Task prompt: Could you repeat the entries from the line that has "point: dark jacket" through the last entry, substituting "occurrence" for "instance" and leaving everything else unchanged?

--- begin ---

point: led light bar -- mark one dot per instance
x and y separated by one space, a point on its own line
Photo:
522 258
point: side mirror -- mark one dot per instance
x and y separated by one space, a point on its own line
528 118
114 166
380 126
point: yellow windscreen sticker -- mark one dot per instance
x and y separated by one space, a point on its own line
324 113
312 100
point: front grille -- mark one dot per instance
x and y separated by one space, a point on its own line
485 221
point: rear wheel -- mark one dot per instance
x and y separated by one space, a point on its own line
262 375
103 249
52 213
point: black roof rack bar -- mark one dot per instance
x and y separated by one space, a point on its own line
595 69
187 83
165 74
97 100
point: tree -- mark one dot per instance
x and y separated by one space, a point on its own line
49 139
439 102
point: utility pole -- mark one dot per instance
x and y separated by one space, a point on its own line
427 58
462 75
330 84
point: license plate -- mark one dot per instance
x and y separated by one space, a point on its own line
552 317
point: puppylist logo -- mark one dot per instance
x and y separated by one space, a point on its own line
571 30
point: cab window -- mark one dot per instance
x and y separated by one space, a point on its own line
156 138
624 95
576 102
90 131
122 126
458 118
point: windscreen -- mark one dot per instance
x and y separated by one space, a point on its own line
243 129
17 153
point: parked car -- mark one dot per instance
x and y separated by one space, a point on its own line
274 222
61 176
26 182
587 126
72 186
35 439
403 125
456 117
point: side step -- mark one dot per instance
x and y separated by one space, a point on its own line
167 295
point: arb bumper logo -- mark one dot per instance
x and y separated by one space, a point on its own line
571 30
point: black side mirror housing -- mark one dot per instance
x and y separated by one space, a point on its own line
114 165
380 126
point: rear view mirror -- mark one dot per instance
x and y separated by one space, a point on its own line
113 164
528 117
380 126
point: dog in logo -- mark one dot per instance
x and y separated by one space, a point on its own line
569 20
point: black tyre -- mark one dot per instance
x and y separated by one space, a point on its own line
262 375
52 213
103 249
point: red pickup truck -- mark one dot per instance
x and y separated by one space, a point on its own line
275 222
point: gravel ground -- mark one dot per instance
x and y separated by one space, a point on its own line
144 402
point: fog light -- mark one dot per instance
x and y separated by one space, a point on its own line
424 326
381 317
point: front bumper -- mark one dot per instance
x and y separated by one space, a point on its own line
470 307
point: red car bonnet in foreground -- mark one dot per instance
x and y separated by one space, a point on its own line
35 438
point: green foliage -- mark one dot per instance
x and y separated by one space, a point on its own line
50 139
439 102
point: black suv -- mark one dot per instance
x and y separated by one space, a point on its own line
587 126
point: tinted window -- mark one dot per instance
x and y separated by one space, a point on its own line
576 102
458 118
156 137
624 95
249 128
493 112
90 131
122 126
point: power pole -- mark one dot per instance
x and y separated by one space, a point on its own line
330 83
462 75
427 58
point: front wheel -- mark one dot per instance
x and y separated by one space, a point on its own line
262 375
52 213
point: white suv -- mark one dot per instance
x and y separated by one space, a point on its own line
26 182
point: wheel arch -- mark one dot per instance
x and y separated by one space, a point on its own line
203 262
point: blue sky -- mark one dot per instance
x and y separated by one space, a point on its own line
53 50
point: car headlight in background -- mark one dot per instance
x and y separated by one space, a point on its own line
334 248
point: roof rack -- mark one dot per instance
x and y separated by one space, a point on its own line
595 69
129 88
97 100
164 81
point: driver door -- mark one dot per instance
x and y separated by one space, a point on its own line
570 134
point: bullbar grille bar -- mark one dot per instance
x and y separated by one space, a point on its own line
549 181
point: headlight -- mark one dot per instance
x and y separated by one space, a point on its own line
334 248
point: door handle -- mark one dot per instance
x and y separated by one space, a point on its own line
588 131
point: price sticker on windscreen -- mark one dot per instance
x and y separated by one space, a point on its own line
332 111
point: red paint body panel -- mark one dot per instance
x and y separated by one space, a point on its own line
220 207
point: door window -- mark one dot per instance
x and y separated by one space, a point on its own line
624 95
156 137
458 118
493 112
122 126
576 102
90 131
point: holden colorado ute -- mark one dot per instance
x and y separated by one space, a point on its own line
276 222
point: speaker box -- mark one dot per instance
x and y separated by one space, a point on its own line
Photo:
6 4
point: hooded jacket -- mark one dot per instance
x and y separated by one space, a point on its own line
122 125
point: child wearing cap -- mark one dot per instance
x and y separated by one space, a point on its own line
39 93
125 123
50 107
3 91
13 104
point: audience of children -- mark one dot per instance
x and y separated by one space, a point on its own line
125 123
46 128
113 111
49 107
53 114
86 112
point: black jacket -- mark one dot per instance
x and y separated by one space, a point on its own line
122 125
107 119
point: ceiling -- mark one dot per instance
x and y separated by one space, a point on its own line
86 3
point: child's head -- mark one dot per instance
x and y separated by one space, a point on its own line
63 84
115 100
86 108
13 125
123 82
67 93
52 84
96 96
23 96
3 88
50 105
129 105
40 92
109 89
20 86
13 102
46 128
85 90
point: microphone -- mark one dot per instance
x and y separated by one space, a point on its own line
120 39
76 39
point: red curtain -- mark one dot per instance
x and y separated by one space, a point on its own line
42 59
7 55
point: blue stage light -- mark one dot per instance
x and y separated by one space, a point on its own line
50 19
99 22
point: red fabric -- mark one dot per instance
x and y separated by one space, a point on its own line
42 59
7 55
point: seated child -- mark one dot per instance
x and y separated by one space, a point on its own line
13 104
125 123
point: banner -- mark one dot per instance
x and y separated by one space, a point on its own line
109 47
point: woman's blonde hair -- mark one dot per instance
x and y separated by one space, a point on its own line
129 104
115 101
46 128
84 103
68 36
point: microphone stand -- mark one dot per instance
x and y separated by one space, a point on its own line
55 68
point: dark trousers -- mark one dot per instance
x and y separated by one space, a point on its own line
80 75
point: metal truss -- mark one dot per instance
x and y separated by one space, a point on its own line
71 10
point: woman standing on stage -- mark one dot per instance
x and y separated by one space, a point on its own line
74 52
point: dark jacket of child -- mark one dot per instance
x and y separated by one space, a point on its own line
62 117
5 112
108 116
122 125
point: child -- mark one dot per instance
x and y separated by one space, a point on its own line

--- end ---

Exercise solution:
point: dark jacket of child -- mark one dot per occurrence
x and y separated by one space, a point on its own line
62 117
5 112
108 116
122 125
point: child -- mark one dot per occurrence
x and y separated by one space, a point on its own line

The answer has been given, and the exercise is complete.